• REQUEST: How many lines in the records below contain the string "gray", with case counting? Reply with the number alone.

>> BEGIN INFORMATION PROVIDED

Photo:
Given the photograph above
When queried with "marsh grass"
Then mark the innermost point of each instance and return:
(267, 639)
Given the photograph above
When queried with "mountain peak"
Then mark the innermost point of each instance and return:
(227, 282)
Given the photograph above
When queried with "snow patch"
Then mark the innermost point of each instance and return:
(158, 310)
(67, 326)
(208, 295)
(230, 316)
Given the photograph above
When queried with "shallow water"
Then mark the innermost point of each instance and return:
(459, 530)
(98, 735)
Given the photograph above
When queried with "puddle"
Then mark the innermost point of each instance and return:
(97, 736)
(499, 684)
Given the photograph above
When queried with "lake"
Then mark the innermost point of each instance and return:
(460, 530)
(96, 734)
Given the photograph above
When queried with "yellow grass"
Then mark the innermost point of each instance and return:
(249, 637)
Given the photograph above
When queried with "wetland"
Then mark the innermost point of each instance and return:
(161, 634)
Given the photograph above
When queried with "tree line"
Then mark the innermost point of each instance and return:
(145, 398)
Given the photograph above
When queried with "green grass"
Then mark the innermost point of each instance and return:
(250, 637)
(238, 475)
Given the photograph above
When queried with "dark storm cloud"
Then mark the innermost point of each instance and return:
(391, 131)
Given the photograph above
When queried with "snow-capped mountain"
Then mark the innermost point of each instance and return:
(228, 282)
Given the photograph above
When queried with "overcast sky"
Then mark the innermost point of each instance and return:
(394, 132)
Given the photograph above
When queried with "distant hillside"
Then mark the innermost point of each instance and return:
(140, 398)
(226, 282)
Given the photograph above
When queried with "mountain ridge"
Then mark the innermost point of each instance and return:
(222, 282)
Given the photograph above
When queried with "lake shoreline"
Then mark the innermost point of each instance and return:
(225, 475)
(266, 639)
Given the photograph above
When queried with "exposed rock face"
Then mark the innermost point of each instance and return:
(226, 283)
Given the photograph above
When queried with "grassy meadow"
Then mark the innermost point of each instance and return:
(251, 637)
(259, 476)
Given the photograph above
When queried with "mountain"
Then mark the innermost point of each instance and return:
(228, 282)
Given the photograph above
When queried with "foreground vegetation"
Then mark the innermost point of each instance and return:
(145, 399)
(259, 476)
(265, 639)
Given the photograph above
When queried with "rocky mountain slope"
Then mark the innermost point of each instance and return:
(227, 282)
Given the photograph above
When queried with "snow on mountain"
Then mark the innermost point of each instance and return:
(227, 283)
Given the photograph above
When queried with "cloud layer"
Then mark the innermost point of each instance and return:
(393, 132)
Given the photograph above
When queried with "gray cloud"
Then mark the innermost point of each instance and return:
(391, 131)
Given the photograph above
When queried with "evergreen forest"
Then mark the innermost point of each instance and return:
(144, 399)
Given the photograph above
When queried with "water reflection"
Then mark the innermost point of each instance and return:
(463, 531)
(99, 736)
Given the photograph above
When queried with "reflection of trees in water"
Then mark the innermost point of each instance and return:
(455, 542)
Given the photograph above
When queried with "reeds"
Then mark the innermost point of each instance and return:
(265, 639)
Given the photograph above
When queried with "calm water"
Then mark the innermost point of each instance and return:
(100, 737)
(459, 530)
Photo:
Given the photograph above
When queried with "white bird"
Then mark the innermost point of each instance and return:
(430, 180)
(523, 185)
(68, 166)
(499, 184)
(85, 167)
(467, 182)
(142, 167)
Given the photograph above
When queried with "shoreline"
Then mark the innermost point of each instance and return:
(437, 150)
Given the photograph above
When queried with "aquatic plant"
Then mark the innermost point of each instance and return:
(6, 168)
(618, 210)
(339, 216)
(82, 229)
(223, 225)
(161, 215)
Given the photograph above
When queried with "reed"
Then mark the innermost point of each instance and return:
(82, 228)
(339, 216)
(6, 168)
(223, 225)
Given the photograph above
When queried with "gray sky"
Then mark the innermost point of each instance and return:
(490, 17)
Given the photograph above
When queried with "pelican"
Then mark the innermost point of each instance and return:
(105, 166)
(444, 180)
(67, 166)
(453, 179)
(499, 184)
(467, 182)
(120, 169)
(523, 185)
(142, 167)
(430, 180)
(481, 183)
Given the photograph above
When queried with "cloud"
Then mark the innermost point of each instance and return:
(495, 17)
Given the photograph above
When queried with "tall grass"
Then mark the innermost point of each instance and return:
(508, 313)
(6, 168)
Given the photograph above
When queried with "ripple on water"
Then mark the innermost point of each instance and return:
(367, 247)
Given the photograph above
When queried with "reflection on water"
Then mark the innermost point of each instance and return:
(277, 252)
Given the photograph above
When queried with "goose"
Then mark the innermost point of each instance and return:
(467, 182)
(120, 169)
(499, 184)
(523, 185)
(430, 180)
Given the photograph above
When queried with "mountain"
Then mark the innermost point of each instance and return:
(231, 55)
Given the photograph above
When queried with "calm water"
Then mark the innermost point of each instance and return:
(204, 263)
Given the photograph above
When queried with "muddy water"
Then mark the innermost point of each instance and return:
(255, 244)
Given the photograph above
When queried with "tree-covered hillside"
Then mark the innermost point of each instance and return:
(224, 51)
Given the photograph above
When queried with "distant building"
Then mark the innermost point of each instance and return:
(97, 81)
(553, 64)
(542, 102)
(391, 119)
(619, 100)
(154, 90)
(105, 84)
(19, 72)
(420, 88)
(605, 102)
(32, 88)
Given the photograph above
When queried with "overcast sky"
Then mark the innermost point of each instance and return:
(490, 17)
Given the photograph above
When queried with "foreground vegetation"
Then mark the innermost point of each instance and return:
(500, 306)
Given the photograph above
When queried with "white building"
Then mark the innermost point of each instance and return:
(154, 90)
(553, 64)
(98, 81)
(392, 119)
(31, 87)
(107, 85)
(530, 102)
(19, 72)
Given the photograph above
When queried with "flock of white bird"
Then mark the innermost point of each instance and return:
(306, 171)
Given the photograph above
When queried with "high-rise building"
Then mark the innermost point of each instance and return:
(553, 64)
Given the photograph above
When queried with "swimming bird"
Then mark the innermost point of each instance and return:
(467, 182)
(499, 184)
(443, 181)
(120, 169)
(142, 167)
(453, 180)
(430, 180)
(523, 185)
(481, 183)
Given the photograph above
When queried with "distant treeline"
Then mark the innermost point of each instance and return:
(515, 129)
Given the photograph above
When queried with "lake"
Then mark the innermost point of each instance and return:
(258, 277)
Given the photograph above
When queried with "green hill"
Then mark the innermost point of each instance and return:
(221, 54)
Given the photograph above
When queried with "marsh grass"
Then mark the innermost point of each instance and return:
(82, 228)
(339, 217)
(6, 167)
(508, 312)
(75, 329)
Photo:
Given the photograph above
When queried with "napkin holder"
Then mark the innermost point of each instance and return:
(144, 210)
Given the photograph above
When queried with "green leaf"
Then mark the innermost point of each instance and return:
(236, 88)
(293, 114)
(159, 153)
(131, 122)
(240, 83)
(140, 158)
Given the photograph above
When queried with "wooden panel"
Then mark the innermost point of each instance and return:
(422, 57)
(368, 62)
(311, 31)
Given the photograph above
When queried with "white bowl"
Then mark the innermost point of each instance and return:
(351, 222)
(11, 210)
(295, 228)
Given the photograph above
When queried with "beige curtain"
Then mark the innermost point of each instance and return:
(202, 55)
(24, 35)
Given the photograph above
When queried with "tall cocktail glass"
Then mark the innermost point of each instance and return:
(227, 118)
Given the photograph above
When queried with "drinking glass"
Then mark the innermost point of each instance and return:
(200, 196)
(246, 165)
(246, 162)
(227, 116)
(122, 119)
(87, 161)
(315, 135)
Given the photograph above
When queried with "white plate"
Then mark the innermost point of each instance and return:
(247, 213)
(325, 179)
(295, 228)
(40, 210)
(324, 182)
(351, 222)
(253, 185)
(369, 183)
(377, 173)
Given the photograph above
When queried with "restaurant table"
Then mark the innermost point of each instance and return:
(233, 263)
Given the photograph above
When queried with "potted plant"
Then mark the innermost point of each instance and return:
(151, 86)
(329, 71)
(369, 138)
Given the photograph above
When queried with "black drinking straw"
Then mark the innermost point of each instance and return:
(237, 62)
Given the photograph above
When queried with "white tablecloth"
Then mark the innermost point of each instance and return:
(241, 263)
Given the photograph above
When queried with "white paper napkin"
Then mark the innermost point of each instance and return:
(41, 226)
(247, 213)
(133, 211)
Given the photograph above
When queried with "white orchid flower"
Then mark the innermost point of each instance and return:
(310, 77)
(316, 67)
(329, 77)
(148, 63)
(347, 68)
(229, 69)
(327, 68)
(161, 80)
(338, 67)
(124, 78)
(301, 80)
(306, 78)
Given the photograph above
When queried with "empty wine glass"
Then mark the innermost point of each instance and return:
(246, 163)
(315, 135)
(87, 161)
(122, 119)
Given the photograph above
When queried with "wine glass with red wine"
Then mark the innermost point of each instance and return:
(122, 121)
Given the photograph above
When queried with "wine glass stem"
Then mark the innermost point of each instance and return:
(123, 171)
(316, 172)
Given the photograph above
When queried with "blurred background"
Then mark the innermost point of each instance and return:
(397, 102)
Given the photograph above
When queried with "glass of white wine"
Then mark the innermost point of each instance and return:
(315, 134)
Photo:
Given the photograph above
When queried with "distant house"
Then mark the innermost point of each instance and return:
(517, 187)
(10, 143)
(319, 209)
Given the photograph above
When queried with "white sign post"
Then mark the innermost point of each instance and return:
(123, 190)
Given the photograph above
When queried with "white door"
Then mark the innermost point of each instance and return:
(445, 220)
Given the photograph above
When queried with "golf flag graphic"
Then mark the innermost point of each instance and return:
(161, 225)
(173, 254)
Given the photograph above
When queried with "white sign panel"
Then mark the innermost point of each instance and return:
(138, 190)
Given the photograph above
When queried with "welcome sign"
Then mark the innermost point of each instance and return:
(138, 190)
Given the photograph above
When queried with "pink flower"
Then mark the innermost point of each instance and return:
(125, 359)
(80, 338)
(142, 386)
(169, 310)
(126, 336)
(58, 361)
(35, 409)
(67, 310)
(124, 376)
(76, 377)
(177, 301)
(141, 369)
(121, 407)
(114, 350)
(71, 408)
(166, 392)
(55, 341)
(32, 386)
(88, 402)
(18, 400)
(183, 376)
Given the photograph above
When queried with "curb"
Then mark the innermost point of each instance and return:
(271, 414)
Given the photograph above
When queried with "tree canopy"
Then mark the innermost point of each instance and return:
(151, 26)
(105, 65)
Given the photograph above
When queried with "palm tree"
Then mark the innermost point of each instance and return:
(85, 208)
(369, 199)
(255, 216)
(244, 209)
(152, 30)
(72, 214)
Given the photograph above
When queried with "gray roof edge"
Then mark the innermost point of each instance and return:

>> END INFORMATION PROVIDED

• OUTPUT OF THE EXERCISE: 3